Please extract every line below that contains the word "hand" and copy each one in full.

◆ MATERIAL FOR THIS EXERCISE
= = = = =

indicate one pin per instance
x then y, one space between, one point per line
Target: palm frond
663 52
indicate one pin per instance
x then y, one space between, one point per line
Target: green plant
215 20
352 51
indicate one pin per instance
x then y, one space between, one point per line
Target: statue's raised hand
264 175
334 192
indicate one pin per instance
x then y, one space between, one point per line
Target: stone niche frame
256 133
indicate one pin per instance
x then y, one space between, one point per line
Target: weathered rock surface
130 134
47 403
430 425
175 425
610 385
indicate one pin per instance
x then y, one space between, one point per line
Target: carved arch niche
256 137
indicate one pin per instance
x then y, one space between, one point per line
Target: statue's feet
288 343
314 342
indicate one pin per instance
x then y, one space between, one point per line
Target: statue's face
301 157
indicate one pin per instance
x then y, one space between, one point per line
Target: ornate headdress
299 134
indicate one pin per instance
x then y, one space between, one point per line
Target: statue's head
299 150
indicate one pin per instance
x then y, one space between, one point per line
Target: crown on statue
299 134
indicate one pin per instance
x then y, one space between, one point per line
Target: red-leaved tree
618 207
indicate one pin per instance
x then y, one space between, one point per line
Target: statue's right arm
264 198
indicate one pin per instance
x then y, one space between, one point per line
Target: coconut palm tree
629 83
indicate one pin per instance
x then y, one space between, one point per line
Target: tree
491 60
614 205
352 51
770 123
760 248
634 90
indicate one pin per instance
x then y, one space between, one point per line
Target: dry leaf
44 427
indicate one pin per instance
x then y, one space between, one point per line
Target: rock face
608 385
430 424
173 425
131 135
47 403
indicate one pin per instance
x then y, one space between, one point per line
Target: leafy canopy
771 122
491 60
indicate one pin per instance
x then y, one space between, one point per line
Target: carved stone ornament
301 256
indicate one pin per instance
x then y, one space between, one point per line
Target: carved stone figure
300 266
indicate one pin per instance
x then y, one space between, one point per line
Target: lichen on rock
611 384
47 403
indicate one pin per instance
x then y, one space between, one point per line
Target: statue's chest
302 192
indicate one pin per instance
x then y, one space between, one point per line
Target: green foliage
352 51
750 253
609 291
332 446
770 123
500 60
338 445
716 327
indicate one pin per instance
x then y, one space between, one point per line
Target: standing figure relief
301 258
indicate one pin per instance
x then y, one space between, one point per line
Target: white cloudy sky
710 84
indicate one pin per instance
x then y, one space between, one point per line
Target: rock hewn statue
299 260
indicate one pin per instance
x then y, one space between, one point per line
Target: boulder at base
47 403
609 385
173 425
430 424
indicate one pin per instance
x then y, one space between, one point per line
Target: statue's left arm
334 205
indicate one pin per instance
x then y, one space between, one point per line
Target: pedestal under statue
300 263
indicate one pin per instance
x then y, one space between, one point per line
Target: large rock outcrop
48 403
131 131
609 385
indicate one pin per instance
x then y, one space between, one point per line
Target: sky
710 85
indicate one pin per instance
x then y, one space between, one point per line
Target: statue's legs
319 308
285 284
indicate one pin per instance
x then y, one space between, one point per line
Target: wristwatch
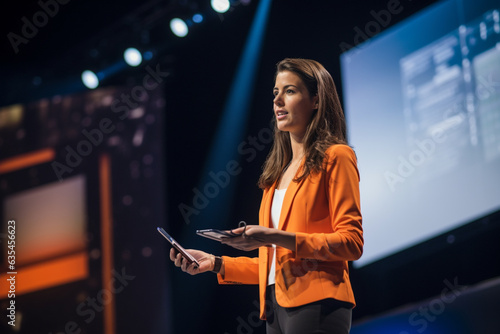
217 264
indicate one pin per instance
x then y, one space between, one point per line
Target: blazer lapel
290 193
268 202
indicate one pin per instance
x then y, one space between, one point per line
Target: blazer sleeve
346 241
240 270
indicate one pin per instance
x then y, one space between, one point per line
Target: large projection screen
422 103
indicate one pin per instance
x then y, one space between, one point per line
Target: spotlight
132 57
220 6
179 27
197 18
90 79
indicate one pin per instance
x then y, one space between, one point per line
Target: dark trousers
328 316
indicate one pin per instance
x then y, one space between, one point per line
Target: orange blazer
324 212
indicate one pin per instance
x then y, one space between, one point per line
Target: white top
279 195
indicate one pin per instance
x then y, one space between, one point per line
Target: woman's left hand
255 236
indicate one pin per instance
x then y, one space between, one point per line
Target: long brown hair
327 126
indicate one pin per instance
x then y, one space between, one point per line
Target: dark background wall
201 68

= = = = =

◆ TASK SOLUTION
Target: statue's raised hand
Target: woman's left hand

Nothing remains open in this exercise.